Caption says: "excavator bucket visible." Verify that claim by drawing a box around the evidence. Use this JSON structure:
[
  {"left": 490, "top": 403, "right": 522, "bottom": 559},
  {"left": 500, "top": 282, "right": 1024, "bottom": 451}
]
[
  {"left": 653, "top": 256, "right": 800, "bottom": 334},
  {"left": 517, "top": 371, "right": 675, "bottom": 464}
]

--- --- ---

#### Exercise description
Send back the whole listing, exactly as written.

#### Result
Caption says: "excavator bucket visible." Verify that claim by drawing a box around the evidence. Use this JSON structure:
[
  {"left": 490, "top": 403, "right": 522, "bottom": 559},
  {"left": 500, "top": 282, "right": 1024, "bottom": 451}
]
[
  {"left": 653, "top": 256, "right": 800, "bottom": 334},
  {"left": 517, "top": 371, "right": 675, "bottom": 464}
]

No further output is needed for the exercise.